WRITTEN INSTRUCTION
Which lines in the data below contain the string "target"? Pick out each one and copy it in full.

THE DATA
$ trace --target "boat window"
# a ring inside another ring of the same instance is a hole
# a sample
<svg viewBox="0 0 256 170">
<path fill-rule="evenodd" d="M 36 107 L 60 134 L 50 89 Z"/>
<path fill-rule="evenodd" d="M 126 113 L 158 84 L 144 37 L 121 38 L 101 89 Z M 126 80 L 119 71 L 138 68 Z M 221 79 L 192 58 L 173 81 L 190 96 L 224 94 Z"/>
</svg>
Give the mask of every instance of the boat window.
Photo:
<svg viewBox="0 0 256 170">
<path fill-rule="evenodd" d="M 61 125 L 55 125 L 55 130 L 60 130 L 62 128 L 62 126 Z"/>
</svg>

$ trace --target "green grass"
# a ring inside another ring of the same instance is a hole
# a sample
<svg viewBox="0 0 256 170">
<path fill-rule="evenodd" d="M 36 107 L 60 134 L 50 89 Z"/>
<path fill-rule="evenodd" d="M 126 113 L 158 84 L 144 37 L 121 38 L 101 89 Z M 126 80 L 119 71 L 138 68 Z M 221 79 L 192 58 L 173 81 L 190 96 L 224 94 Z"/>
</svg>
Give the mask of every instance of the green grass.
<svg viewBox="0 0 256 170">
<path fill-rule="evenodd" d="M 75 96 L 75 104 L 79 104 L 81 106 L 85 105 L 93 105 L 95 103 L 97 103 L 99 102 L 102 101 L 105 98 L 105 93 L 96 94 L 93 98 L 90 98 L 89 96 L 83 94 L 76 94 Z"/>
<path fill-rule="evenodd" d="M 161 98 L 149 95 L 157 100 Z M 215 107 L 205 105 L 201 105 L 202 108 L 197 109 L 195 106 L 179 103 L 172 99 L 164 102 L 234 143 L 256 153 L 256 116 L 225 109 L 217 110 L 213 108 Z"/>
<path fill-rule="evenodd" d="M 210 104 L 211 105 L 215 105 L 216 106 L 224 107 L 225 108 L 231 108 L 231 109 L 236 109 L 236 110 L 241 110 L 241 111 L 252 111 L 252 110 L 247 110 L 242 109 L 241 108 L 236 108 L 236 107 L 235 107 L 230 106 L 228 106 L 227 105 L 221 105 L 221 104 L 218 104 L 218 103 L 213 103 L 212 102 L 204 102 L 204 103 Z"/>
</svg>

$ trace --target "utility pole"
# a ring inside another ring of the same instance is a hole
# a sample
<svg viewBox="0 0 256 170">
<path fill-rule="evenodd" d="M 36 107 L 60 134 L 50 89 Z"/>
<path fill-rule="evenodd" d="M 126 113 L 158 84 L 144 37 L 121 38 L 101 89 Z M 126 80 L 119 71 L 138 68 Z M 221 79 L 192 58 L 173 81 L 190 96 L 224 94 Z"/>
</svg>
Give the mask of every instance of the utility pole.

THE OUTPUT
$ trace --target "boat window"
$ trace --target "green grass"
$ trace --target "utility pole"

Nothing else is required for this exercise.